──────── Dataset records

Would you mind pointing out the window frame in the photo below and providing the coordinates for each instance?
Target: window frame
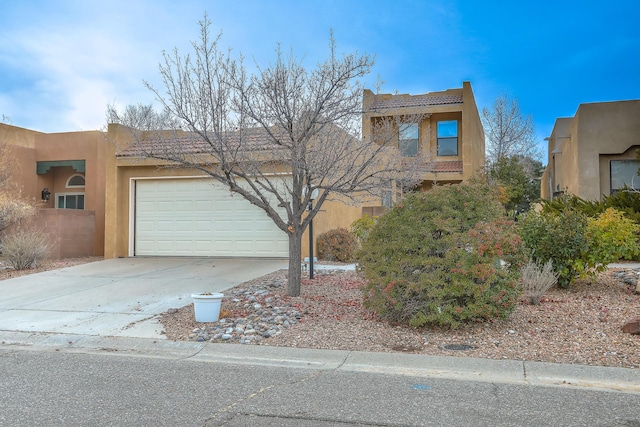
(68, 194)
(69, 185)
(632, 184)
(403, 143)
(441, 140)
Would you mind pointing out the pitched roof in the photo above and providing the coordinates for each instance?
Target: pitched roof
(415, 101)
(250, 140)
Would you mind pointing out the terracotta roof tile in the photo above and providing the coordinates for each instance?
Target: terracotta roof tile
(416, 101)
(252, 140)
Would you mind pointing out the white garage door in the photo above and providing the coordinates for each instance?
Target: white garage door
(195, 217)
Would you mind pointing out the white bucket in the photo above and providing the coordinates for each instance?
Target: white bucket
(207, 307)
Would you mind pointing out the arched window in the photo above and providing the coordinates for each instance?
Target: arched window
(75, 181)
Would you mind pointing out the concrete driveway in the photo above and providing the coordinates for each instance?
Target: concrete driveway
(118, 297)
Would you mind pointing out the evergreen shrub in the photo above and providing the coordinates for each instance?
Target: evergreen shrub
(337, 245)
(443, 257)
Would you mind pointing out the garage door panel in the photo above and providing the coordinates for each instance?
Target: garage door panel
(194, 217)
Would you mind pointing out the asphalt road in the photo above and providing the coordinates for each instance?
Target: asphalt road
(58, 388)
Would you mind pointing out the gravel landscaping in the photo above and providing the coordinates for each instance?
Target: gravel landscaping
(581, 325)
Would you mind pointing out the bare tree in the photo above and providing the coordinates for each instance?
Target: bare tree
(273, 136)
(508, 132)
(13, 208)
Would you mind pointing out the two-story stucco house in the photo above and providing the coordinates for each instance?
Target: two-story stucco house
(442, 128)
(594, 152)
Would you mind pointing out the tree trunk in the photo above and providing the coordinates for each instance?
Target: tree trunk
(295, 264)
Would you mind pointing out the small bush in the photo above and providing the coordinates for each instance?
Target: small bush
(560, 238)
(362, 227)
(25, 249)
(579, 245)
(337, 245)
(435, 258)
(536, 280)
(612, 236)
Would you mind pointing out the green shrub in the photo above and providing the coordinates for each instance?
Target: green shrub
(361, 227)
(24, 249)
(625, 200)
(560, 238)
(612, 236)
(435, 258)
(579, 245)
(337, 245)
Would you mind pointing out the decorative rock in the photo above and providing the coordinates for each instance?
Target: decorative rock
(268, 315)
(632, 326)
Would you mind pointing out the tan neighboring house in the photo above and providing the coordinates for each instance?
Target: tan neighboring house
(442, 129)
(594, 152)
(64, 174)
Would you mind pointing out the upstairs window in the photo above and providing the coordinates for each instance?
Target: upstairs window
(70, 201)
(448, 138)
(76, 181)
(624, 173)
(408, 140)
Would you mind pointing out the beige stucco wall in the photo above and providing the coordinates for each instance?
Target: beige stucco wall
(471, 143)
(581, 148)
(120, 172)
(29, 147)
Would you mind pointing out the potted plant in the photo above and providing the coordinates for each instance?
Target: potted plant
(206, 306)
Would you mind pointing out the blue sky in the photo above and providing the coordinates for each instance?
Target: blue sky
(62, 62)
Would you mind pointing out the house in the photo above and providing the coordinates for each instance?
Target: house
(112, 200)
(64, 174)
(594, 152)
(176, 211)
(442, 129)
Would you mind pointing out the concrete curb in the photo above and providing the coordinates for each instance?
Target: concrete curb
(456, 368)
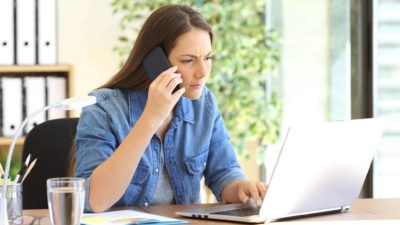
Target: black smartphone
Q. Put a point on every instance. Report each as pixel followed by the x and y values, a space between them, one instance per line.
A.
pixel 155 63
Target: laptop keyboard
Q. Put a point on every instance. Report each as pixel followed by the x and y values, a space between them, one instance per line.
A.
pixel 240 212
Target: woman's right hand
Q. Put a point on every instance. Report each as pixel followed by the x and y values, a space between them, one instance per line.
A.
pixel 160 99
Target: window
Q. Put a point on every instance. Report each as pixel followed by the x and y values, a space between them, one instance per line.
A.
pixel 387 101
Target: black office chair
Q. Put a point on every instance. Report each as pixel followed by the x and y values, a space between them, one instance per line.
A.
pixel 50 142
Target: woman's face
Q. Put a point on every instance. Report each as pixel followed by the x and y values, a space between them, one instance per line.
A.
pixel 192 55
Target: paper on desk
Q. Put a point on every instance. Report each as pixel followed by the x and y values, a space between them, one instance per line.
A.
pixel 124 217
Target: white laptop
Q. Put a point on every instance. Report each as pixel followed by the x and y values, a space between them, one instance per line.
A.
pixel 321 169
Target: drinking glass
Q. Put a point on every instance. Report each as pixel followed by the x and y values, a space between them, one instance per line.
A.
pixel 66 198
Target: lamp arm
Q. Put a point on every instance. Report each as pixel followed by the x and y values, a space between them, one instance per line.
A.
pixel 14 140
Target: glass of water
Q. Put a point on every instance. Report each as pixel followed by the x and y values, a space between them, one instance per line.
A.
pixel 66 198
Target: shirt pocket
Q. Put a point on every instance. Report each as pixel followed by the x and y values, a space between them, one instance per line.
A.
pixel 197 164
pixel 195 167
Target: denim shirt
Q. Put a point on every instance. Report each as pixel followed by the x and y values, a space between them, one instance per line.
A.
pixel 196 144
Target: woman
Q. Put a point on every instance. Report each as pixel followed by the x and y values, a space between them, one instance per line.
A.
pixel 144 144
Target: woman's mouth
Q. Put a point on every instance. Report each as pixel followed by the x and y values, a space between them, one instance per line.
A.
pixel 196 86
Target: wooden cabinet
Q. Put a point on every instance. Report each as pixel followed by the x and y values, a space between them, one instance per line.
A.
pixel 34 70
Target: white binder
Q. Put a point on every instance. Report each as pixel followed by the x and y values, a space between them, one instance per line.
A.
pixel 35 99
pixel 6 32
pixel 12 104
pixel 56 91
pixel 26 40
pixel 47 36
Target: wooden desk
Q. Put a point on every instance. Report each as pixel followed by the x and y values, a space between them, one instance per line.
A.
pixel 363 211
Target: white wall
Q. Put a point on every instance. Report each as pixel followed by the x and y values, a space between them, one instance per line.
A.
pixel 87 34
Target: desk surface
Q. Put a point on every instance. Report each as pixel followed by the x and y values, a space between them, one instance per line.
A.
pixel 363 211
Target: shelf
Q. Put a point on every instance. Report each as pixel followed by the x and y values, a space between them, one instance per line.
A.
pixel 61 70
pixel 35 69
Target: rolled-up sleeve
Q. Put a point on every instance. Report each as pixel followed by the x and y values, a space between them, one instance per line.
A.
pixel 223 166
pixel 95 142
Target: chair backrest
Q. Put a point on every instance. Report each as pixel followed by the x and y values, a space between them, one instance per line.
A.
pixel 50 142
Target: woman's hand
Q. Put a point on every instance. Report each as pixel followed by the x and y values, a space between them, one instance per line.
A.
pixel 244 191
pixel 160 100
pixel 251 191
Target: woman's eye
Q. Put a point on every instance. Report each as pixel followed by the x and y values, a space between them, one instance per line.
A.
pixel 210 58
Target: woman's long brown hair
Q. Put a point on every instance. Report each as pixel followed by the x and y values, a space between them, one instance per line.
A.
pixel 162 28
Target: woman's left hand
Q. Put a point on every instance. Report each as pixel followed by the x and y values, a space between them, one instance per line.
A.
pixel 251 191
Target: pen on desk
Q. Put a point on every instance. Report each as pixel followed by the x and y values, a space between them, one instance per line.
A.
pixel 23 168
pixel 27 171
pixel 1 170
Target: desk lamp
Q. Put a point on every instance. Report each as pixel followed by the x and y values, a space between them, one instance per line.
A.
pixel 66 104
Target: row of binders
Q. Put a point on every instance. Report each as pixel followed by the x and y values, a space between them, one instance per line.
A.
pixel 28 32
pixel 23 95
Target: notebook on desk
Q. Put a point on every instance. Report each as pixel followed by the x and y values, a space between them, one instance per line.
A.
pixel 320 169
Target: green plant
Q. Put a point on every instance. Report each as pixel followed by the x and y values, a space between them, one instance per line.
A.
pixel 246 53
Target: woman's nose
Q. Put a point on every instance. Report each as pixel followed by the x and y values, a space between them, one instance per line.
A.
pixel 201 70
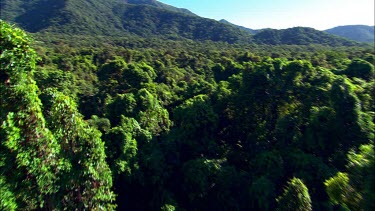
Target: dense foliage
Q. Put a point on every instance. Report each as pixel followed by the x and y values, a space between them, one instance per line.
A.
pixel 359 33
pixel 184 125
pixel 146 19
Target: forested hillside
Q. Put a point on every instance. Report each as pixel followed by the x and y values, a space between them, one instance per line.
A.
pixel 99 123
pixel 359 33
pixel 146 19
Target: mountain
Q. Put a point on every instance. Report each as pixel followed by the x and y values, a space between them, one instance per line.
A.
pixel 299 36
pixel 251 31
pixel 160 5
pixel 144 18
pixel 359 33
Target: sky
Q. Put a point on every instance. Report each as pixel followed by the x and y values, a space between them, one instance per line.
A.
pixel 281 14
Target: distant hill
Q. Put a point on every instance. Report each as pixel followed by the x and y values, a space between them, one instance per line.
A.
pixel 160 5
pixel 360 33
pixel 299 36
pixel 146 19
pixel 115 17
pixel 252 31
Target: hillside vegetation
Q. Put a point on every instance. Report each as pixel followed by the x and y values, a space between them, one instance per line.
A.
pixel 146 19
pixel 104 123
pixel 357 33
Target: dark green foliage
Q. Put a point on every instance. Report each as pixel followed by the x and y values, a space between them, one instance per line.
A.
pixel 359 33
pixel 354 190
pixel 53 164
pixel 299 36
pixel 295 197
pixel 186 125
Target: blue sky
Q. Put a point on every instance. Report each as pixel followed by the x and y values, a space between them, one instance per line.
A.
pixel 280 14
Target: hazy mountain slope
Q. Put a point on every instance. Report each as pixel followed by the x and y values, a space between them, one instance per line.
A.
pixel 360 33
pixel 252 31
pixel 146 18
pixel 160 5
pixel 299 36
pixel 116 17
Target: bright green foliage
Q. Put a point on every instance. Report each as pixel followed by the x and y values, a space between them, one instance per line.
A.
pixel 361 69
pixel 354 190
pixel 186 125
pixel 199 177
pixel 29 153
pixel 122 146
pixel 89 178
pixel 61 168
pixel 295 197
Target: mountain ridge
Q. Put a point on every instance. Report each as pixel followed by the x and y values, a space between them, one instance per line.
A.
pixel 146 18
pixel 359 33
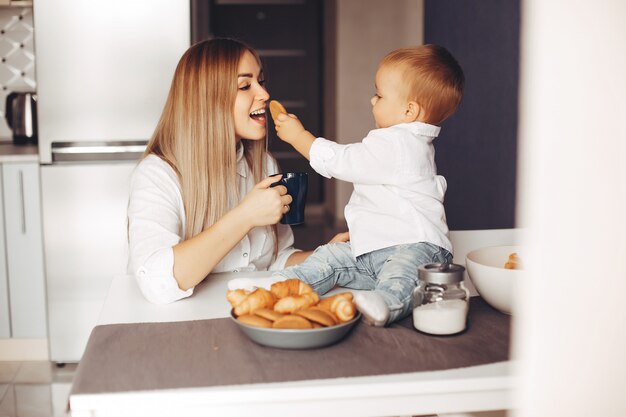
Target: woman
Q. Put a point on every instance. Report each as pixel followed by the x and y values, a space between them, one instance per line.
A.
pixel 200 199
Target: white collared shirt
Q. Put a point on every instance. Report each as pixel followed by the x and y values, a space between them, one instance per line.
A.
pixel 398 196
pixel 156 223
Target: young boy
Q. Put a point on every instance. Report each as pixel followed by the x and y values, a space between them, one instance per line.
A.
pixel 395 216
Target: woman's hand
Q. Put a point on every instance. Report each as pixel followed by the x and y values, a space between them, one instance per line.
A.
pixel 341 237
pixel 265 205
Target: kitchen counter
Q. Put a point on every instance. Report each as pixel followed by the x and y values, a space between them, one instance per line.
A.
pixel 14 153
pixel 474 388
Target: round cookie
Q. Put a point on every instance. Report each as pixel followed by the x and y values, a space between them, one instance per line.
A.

────────────────

_Exercise goal_
When a line in the data holds the word "laptop", show that line.

_Response to this task_
Target: laptop keyboard
Target: white laptop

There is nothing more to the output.